Short problem A
According to the Marcão biography, which club did he join in 1999?
====== Text extract
Marco Aurélio de Oliveira (born 22 July 1972), commonly known as Marcão, is a Brazilian football manager and former player who played as a defensive midfielder. He is the current assistant manager of Fluminense.

Playing career
Marcão was born in Petrópolis, Rio de Janeiro, and finished his formation with Bangu. He made his first team debut on 5 March 1989, starting in a 0–0 Campeonato Carioca home draw against Americano.

After establishing himself as a starter for the club and subsequently serving loan stints at Criciúma, Vasco da Gama and Bragantino, Marcão joined Fluminense in 1999. At the latter club he was an immediate first-choice, appearing in 333 matches and scoring 12 goals during his first spell.

In August 2005, Marcão moved abroad and joined Al-Ittihad Doha in Qatar. In September, however, he returned to Flu after failing to adapt to the new country, and appeared regularly until the end of 2006, when he was released.

Marcão subsequently represented Cabofriense (two stints), Juventude, Joinville and CFZ do Rio before returning to Bangu in 2009. He retired with the latter club in March 2011, aged 38.
============
====== Material provided
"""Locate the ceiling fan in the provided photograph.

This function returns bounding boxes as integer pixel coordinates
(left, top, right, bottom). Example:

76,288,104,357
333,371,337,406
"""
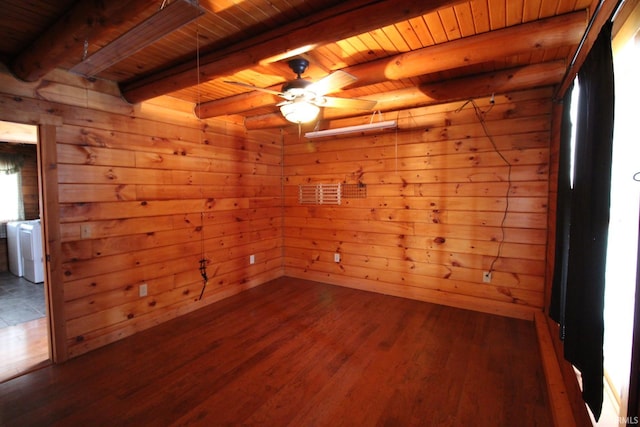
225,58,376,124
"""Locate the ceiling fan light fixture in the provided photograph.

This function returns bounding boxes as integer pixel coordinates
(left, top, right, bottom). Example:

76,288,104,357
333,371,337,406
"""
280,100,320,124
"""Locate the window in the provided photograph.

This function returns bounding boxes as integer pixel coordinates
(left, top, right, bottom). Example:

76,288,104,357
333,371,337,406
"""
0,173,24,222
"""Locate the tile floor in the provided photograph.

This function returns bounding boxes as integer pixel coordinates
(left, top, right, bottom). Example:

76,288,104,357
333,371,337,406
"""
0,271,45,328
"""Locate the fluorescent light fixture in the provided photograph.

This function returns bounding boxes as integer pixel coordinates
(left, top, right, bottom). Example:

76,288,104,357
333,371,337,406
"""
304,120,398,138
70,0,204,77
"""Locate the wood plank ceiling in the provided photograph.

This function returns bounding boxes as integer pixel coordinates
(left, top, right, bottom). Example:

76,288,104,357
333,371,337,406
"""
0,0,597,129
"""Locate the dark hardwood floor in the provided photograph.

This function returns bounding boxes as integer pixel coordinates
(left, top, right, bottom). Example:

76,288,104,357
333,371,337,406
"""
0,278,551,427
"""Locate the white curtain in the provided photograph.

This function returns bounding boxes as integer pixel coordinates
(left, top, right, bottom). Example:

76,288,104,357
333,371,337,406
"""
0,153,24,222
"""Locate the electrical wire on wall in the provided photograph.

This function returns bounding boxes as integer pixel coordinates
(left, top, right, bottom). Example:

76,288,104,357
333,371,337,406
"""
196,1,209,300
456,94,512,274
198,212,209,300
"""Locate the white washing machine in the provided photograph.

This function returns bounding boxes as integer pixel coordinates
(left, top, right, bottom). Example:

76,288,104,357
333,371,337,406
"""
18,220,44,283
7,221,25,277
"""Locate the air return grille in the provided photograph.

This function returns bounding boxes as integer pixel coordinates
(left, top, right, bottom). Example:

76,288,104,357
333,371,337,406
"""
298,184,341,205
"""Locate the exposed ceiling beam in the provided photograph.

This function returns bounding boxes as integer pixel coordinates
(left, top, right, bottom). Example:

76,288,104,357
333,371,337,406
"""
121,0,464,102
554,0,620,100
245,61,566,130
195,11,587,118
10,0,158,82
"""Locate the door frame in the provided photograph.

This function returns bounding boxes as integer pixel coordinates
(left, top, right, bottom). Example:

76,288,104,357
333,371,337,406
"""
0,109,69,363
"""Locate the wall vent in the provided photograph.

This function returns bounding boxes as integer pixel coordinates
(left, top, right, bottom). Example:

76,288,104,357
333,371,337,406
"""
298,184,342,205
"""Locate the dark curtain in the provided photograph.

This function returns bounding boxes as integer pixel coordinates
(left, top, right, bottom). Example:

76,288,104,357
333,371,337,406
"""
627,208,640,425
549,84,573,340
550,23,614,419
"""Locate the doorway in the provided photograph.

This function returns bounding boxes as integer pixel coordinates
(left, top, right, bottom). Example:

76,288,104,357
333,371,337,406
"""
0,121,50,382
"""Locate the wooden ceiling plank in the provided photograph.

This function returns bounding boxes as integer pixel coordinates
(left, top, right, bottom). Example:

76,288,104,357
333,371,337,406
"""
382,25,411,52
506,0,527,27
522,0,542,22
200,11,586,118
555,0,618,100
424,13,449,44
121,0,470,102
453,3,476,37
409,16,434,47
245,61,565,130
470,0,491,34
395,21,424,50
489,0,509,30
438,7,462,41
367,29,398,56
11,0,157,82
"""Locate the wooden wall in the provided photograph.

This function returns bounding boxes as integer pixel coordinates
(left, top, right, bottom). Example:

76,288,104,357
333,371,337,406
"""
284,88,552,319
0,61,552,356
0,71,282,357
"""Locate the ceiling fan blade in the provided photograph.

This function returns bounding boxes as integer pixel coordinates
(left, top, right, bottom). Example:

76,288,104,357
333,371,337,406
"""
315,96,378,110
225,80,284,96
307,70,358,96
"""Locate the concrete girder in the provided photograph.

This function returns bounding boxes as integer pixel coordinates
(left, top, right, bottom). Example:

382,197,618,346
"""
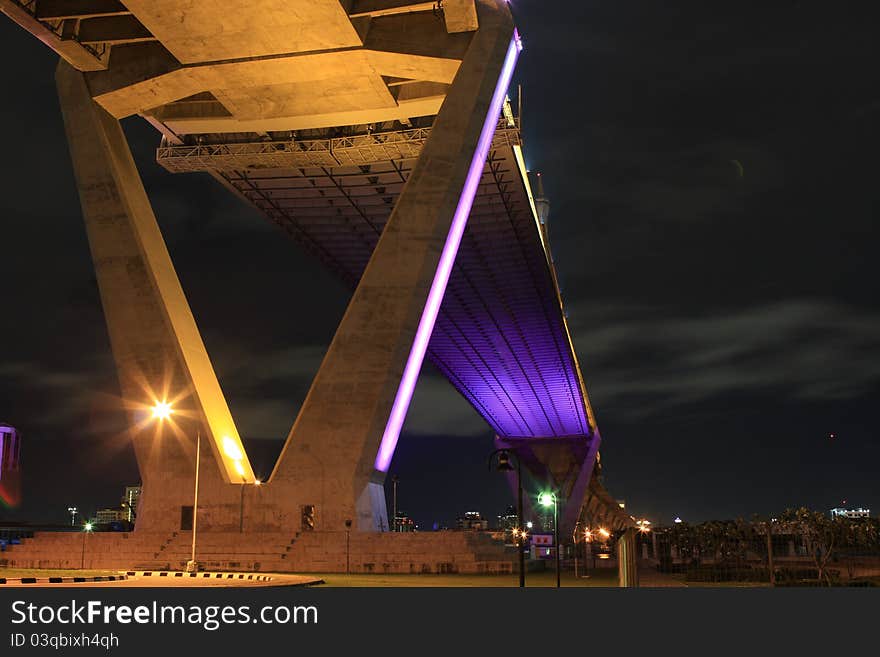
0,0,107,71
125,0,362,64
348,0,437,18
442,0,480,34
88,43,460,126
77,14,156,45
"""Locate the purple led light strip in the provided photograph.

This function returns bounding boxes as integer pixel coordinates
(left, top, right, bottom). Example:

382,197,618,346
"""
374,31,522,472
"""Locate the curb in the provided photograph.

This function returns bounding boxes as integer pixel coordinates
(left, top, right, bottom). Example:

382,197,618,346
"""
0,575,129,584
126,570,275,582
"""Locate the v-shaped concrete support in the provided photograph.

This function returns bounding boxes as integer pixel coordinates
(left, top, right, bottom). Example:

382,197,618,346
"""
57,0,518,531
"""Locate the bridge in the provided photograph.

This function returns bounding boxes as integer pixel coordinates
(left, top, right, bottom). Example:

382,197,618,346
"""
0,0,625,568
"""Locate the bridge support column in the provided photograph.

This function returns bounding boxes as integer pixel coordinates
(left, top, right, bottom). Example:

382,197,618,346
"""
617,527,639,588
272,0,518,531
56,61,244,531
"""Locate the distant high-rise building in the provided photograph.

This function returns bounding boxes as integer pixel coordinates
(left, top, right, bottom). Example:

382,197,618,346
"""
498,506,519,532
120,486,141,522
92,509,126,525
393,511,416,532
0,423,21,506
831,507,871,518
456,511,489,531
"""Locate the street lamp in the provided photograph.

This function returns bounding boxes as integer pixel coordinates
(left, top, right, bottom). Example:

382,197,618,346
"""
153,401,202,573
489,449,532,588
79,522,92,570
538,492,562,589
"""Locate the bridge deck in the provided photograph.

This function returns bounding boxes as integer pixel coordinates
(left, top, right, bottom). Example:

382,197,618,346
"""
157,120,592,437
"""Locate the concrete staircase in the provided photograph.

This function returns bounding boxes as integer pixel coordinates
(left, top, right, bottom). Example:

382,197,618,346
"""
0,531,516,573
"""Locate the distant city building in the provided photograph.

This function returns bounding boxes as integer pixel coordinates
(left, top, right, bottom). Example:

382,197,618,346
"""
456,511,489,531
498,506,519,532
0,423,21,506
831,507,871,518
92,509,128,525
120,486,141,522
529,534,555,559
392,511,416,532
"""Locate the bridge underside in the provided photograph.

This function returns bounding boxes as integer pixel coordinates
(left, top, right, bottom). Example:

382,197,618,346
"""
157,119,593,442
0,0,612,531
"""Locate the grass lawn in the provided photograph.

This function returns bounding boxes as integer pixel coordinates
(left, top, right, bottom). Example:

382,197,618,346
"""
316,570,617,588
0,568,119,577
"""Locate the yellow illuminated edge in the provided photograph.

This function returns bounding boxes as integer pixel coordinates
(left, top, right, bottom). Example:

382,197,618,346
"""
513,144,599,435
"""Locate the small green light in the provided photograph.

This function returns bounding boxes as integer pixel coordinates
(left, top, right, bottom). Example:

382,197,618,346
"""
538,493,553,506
============
Short problem B
Please transcribe the listing word for word, starting at its first line and ending at the line that contains "280,100,320,124", and leave out the pictures.

Task solution A
Fluminense

Task solution B
"""Locate the ceiling fan in the provided photograph.

This function returns bounding boxes as integer pixel coordinates
(left, top, right, bottom). Example:

76,288,104,357
333,371,337,406
"""
225,58,376,124
"""Locate the ceiling fan light fixture in the provided photograph.

This function returns bounding boxes as integer pixel coordinates
(left, top, right, bottom). Example:

76,288,104,357
333,371,337,406
"""
280,100,320,124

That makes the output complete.